◆ Görevler ◆
1: Pişmanlık ve yaşanmışlıklar üzerine olan bölümden şu soruları yanıtla:
(a) Bölüme göre, ne yazık ki hiç sahip olmadığımız ve olmayacak lüks nedir?
(b) "Şu an yapamıyorsan" diye başlayan ilk cümlede, insanın önünde hangi dört şey olduğu söylenir?
(c) Bir çıkış yapabilmek için yaşama olasılığı yüksek olan nedir?
2: Pişmanlık ve yaşanmışlıklar üzerine olan bölümü, son cümlesinden sonra aynı üslupla sürdür.

Yazmakla yazmamak arasında
kalınan yaşanmışlıklar var ki; pişman olmak mı yoksa – kötü de olsa- yaşamış
olmaktan ayrı bir huzur duymak mı gerektiğine net bir yanıt bulamıyor insan. başkalarınca
sorulan ya da kendi kendine sorduğun onca soruya yanıt bulamamışken bir yandan
da verilecek yeni hesaplara konu anılar biriktirmeye devam ediyorsun ister
istemez. Bir noktasında her şeyi durdurup bozulan kısımları tamir etmek gibi
bir lüksün ne yazık ki hiç yok ve olmayacak. Varsa eğer yolunda gitmeyen,
senaryonun dışına taşan kısımlar; yazılanı değiştirmek yerine, her şeyi bırakıp
yeni bir projeyi hayata geçirmek üzere, tümünü resetlemek, sil baştan, yeniden
ve yenisine başlamak için hiçbir zaman geç olmayacak; “yarından başka”.
Şu an yapamıyorsan bil ki senin önünde sınırların,
şüphelerin, korkuların, çekimserliğin var. Şu an yapamıyorsan bireyselliğini
örseleyen bir toplumsallığın söz konusu yaşamında. Kendin olamıyor ve kendin
için istemiyorsun demektir bu da sonuçta. Benliği öne aldığında insan, daha
mutlu bizler için yer açmaya adım atabileceğinin
farkına ve huzuruna varabilmek adına en büyük adımı
atmış olacaktır. Elbette bu adımı atmak yazıldığı ya da sözlendiği kadar
kolay olmayacaktır hayatta. Bir çıkış yapabilmek için mutlak surette bir iniş,
bir çöküş yaşama olasılığı yüksektir. Yani insan hayatında ödenmesi gereken
diyetler söz konusudur daima. Hep bir karmaşadır insan hayatı. Büyümek için bir
telaş, büyümemek için ayrı bir telaş. Zengin ya da aranan kişi olmak için bir
çaba, bunun karşısında salt mutlu ve sağlıklı olmak için sarfedilen zamanlar.

◆ Veri satırları ◆
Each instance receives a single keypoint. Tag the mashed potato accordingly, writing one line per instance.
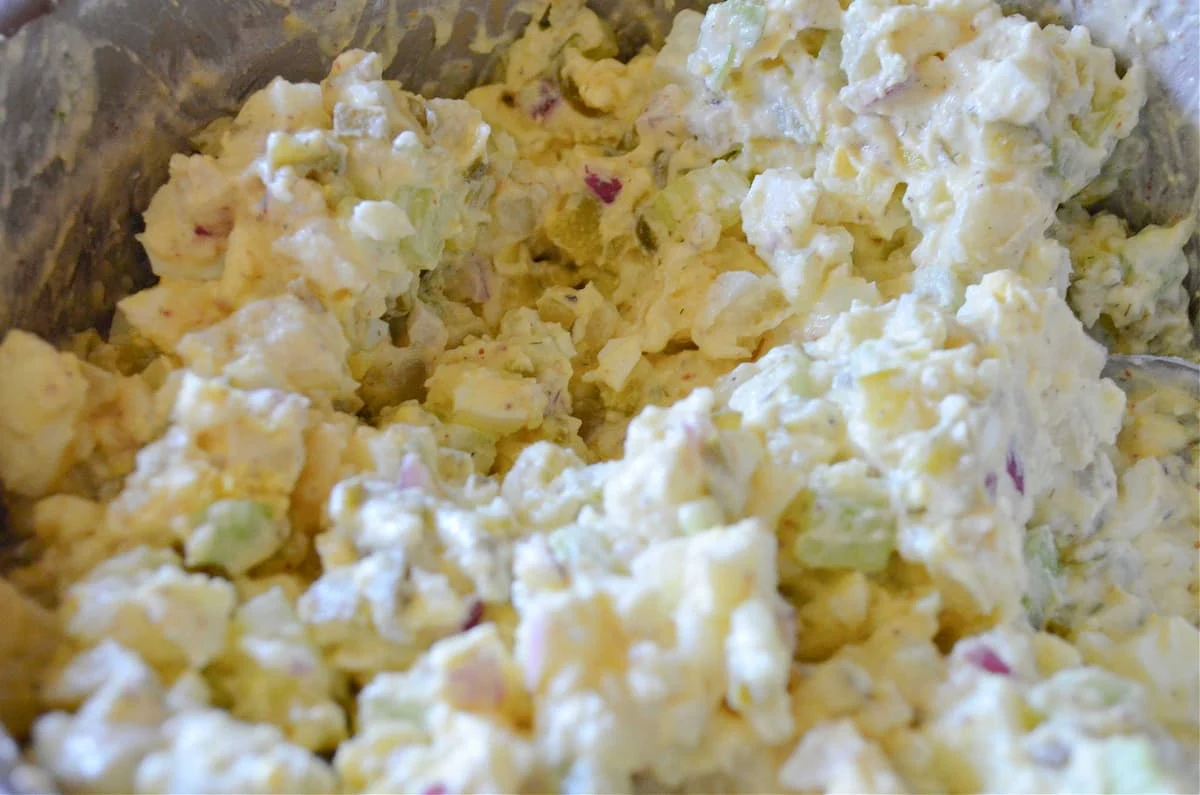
(727, 419)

◆ Sonuçlar ◆
1:
(a) Bir noktasında her şeyi durdurup bozulan kısımları tamir etmek.
(b) Sınırlar, şüpheler, korkular ve çekimserlik.
(c) Bir iniş, bir çöküş.

2:
Neticede ihtiyaçlar sonsuz, imkanlar hep sınırlı görünür. Öyle de kabul edilir.
Manevi sorumluluğun yüksek olduğu gruplarda devam eden; toplumsallaşma ve
bireylikten uzak yaşantılarda daha yoğun hissedildiği muhakkak söz konusu
sınırların. Yaşamak kadar güzel bir olguyu gereksiz ya da yersiz sınırlar
çizerek yaralamak yerine her anından maksimum tadı alacak şekilde yararlanmak
da mümkün. Bazılarının “gemileri yakmak” bazılarının “sınırları kaldırmak”
bazılarınınsa “keçileri kaçırmak” şeklinde ya da benzer türetilmiş sıfat ve
deyimlerle adlandırdığı kişi olmayı göze alabilmekte gizli bunun gerçeği.
Sağlıklı toplum sağlıklı bireylerden oluşur tanımlamasının aksine, toplum
olmak; bireyi kendinden uzaklaştırmaya, “DAHİL” olmaya yönlendiren, çekim gücü
yüksek bir unsur.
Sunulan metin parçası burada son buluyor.